WORK TO COMPLETE:
Write out every single entry exactly.

═════ TASK DATA

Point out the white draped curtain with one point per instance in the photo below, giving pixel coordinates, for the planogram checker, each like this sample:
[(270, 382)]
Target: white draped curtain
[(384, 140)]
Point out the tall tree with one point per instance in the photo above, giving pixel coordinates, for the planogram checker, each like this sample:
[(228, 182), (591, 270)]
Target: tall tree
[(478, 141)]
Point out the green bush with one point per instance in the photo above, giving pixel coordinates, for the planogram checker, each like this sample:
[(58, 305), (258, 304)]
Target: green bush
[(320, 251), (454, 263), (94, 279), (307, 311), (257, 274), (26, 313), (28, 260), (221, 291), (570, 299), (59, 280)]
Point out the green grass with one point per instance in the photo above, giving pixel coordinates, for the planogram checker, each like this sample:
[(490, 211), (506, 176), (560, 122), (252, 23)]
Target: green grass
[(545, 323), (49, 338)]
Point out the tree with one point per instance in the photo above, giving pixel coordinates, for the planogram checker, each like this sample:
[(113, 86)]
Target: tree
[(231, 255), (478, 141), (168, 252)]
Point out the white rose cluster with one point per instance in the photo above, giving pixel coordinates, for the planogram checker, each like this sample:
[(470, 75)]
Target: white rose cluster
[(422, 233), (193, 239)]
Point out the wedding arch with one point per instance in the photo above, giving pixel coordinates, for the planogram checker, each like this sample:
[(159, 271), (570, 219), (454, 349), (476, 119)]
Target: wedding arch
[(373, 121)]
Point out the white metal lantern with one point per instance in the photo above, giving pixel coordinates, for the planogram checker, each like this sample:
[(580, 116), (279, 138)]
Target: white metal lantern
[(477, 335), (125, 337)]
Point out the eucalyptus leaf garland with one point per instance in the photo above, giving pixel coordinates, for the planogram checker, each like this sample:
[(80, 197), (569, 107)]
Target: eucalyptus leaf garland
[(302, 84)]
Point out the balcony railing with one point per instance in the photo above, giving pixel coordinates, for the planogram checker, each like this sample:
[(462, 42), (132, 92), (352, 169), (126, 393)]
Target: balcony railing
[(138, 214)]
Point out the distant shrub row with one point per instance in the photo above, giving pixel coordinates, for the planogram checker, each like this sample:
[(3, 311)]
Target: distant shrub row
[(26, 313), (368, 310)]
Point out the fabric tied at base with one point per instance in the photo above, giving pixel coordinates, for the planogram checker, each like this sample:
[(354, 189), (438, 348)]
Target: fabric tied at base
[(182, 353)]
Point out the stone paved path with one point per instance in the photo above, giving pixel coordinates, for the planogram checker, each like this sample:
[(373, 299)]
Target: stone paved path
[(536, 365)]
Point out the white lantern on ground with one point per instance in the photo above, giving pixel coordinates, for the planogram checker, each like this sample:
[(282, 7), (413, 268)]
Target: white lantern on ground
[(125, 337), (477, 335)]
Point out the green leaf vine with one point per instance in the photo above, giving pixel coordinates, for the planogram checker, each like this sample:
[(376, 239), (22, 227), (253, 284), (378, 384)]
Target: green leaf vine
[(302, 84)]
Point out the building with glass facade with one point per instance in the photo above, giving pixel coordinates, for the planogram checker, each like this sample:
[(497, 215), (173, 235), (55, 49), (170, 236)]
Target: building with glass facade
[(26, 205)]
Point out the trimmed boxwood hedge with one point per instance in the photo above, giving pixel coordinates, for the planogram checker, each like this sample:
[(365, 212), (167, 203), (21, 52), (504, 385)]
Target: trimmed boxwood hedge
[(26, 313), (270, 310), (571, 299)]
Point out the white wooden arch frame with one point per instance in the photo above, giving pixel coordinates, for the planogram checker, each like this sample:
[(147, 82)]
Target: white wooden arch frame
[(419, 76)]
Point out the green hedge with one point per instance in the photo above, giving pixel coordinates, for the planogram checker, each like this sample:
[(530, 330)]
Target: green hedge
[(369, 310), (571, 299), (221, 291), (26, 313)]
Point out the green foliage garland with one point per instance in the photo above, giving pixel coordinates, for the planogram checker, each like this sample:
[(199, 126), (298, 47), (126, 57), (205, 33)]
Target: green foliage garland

══════════

RESPONSE FOR THIS EXERCISE:
Point out the white draped curtain with one point per instance in the photo below, giving pixel coordinates, for the planogram checker, each like this sample:
[(270, 382)]
Target: white draped curtain
[(384, 140)]
Point out the tall tree with one point per instance in the photo above, giving pixel coordinates, for the planogram checker, each like this sample:
[(228, 182), (591, 270)]
Target: tall tree
[(478, 141)]
Point out the green bush with one point per instance in the photo above, giving pixel coordinates, for the planogram checker, each like this sample:
[(58, 305), (258, 304)]
Target: green bush
[(320, 251), (454, 263), (94, 279), (307, 311), (257, 274), (26, 313), (28, 260), (221, 291), (570, 299), (59, 280)]
Point out the green grass with one point per instance in the photo above, giving pixel coordinates, for the planogram checker, each like this sample:
[(490, 211), (506, 176), (560, 122), (252, 23)]
Target: green grass
[(545, 323), (49, 338)]
Point out the tree with one point per instance in the photo above, giving pixel coordinates, for the planogram checker, each like this sample:
[(113, 86)]
Target: tree
[(231, 255), (478, 141), (168, 252)]
Point out the white rose cluster with one point per instance in the photo above, giving pixel coordinates, for the planogram checker, each like this sample:
[(470, 75)]
Target: white rose cluster
[(422, 233), (193, 239)]
Point out the wedding arch with one point per instance in the photo above, giving pixel coordinates, for the planogram checker, each like this sample:
[(159, 271), (570, 219), (454, 349), (476, 119)]
Target: wedding arch
[(373, 121)]
Point out the white metal lantern with one point per instance in the photo above, giving pixel coordinates, for the planogram checker, each like this sample:
[(580, 116), (279, 138)]
Target: white metal lantern
[(477, 335), (125, 337)]
Point out the eucalyptus leaf garland with one point per instance in the photo above, giving pixel coordinates, for the planogram checker, each like this sample:
[(80, 197), (569, 107)]
Target: eucalyptus leaf garland
[(302, 84)]
Point out the balcony railing with one point per instance in the photo above, giving pixel coordinates, for the planogram checker, each like this sample:
[(462, 42), (132, 92), (352, 169), (126, 393)]
Target: balcony railing
[(138, 214)]
Point out the distant shrub row with one point per instance in the photo above, giving pixel coordinates, for the planogram checker, each like this sample:
[(3, 311)]
Target: distant shrub row
[(26, 313), (368, 310)]
Point out the fabric tied at base with one point per instance in the photo above, giving pixel coordinates, for the planogram checker, each like this sample:
[(354, 189), (438, 348)]
Target: fabric tied at base
[(182, 353)]
Point out the stone paved path with one point per instance in the photo above, giving pixel coordinates, for the planogram checker, each like this sample:
[(373, 299)]
Target: stone paved path
[(536, 365)]
Point out the white lantern on ground with one point per instance in the photo above, giving pixel coordinates, for the planogram checker, each like this sample:
[(282, 7), (413, 268)]
Target: white lantern on ground
[(125, 337), (477, 335)]
Point out the green leaf vine with one point per instance in the photo above, giving pixel coordinates, for the planogram checker, each like this sample:
[(376, 239), (22, 227), (253, 284), (378, 384)]
Target: green leaf vine
[(302, 84)]
Point out the building with glass facade with one point per instance in the photo above, giving pixel coordinates, for the planogram checker, each like this sample:
[(497, 215), (173, 235), (55, 49), (170, 236)]
Target: building with glass facade
[(26, 205)]
Point out the trimmed boxwood hedge with one point per instance in the photo above, giving pixel coordinates, for the planogram checker, each like this sample:
[(365, 212), (167, 203), (21, 52), (504, 385)]
Target: trimmed boxwood hedge
[(26, 313), (270, 310), (571, 299)]
Point out the white wooden arch frame with one point per instance in the photo above, giving pixel coordinates, for the planogram checker, each like this sample:
[(147, 82)]
Target: white wooden arch frame
[(419, 76)]
Point out the green hedge with one point per instance in the photo above, giving pixel coordinates, for the planogram checker, each like this sample:
[(530, 330)]
Target: green hedge
[(369, 310), (571, 299), (221, 291), (26, 313)]
Point out the green foliage garland with one point per instance in the photo above, giving pixel coordinates, for the planogram checker, each like this sample:
[(199, 126), (298, 47), (126, 57), (205, 33)]
Target: green foliage garland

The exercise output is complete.